* Quoted text *

Monday, February 6, 2017

Navy's out of munnie!


We might as while just let them walk right in and cut our heads off and get it over with with these incompetent people we have running things...

Overall, more than half the Navy's aircraft are grounded, most because there isn't enough money to fix them. 
There isn't enough money to fix the fleet's ships, and the backlog of ships needing work continues to grow. Overhauls – “availabilities” in Navy parlance – are being cancelled or deferred, and when ships do come in they need longer to refit.







18 comments:

Six said...

Morons. The saying used to be: "The Air Force won't fly if the paint is scratched; the Navy will fly unless the plane is on fire" or something like that. I guess things have changed :-)

Bob said...

The Navy probably can't swim either.

Andrew Anderson said...

Positive yielding sovereign debt contributes to the deception that a monetary sovereign can run out of money or that the rich must be bribed not to consume.

Noah Way said...

Stanislaw Lem called this "indirect economic attrition". It's supposed to be used against one's 'enemies' but is equally if not more effective upon one's own country.

lastgreek said...

OK, this might be wishing thinking but maybe, just maybe, the Japanese PM's plan to help rebuild America includes a plan to refit the US Navy as well :)

Ryan Harris said...

China has plenty of money.

André said...

* Task *
Reproduce the blog page on the Navy's funding shortfall from the words "lastgreek said..." through the words "Navy as well :)", renaming "Japanese PM" as "Japanese prime minister".

* Supplied data *
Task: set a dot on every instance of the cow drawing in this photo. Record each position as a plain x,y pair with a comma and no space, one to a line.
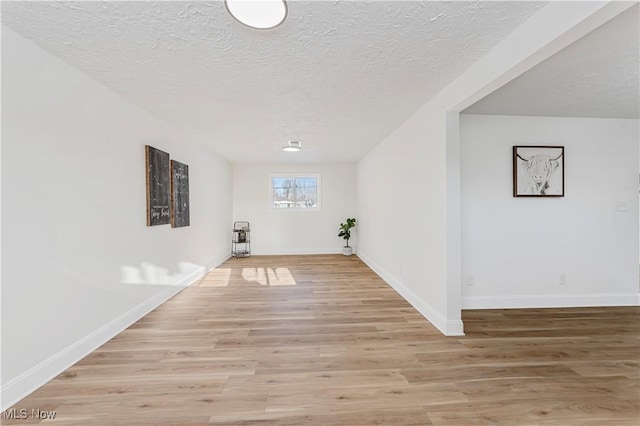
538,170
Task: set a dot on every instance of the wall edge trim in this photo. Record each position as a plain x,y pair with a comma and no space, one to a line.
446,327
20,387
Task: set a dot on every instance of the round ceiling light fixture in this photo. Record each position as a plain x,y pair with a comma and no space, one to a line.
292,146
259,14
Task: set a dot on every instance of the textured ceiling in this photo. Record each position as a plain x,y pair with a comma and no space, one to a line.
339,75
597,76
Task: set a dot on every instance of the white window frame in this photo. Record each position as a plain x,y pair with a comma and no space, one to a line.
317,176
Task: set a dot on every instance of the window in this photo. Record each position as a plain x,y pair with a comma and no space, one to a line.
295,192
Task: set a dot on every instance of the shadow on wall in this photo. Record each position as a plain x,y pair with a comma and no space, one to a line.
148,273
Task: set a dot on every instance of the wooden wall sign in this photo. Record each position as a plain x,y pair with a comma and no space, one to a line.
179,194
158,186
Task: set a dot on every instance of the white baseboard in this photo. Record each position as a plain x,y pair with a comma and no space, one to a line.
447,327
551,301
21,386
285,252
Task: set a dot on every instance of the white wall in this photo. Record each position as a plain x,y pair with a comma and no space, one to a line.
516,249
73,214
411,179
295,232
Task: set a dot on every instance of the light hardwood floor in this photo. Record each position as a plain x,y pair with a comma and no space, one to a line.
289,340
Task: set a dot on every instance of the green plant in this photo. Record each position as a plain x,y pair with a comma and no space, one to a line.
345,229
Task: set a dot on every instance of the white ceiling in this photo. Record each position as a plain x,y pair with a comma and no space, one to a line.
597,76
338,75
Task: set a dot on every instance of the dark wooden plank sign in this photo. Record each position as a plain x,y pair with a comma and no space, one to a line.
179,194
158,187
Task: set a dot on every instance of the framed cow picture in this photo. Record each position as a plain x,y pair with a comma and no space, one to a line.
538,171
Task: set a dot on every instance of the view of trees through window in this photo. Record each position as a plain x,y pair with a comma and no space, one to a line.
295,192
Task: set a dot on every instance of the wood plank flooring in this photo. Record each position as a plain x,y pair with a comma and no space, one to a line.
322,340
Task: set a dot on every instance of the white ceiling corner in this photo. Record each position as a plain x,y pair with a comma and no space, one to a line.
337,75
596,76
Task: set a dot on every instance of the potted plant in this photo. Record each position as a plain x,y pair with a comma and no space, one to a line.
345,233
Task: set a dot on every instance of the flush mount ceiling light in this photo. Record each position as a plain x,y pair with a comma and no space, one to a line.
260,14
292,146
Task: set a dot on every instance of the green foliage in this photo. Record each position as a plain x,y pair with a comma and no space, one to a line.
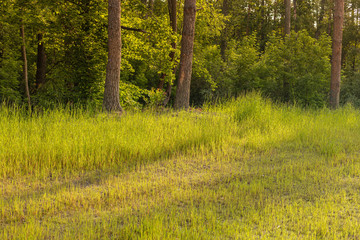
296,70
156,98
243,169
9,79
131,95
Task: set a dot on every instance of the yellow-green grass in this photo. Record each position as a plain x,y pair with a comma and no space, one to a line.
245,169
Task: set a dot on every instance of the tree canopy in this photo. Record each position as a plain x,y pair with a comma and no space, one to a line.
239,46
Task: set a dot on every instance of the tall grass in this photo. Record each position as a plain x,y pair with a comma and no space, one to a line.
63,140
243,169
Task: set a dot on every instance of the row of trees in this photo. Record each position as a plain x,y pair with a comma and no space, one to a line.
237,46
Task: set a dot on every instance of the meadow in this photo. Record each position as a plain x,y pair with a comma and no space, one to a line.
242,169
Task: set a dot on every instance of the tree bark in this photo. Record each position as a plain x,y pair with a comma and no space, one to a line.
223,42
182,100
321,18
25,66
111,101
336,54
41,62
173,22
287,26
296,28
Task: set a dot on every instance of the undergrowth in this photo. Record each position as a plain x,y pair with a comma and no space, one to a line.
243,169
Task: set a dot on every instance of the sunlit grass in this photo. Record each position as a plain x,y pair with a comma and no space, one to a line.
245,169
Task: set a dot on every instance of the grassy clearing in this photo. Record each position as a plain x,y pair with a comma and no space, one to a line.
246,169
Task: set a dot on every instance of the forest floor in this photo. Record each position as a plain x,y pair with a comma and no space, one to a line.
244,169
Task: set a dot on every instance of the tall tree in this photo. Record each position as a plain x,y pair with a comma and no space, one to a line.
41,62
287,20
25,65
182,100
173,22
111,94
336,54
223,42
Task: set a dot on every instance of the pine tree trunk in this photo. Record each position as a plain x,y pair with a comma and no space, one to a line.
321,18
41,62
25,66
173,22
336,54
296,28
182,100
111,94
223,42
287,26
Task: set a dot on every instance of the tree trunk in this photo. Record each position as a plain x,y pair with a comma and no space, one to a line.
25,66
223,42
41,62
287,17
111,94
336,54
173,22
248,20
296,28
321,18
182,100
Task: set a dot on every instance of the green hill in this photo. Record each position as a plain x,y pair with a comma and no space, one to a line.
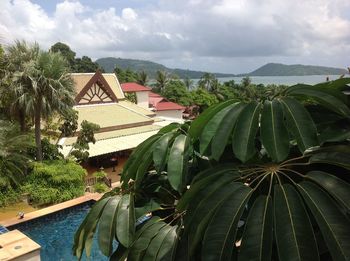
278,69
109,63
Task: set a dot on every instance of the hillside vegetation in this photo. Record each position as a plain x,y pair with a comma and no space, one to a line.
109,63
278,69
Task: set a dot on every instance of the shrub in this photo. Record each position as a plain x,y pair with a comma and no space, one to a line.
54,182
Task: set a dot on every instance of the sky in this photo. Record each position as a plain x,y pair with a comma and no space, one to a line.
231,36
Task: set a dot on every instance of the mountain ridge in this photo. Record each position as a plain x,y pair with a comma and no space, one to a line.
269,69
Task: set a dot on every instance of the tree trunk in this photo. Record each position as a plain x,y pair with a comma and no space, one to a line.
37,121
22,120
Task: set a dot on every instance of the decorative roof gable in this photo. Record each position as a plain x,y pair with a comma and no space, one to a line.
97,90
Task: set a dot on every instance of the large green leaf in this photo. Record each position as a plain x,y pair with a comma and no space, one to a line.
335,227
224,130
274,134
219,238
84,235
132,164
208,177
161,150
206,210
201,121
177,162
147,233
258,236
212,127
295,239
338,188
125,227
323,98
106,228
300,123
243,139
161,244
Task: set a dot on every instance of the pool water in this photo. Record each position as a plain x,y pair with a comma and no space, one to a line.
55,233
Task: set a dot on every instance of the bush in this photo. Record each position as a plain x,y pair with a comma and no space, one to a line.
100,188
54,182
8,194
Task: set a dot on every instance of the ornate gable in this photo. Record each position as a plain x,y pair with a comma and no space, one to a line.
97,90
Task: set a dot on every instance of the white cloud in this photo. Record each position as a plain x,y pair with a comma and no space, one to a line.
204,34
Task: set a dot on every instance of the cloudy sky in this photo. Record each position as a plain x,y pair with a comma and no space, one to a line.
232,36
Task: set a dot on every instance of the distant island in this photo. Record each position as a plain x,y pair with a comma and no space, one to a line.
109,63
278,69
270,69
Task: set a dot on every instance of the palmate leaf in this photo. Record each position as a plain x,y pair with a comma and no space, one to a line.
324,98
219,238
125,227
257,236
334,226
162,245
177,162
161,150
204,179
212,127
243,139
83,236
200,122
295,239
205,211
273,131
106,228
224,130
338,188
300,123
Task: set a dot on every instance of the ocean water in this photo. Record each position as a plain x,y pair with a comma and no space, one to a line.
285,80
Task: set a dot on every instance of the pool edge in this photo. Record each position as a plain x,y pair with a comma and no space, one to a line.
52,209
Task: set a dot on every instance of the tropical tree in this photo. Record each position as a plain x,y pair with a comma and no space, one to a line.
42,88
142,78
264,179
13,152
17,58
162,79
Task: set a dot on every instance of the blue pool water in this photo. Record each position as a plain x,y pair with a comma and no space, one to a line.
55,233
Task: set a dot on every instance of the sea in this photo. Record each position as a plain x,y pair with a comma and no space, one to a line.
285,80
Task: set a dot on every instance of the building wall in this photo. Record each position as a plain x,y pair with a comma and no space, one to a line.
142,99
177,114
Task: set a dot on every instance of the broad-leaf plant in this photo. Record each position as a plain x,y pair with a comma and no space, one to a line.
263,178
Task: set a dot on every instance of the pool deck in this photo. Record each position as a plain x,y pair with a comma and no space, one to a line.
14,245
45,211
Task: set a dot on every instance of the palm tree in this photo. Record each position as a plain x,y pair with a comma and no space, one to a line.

* Final answer *
lastgreek said...

OK, this might be wishing thinking but maybe, just maybe, the Japanese prime minister's plan to help rebuild America includes a plan to refit the US Navy as well :)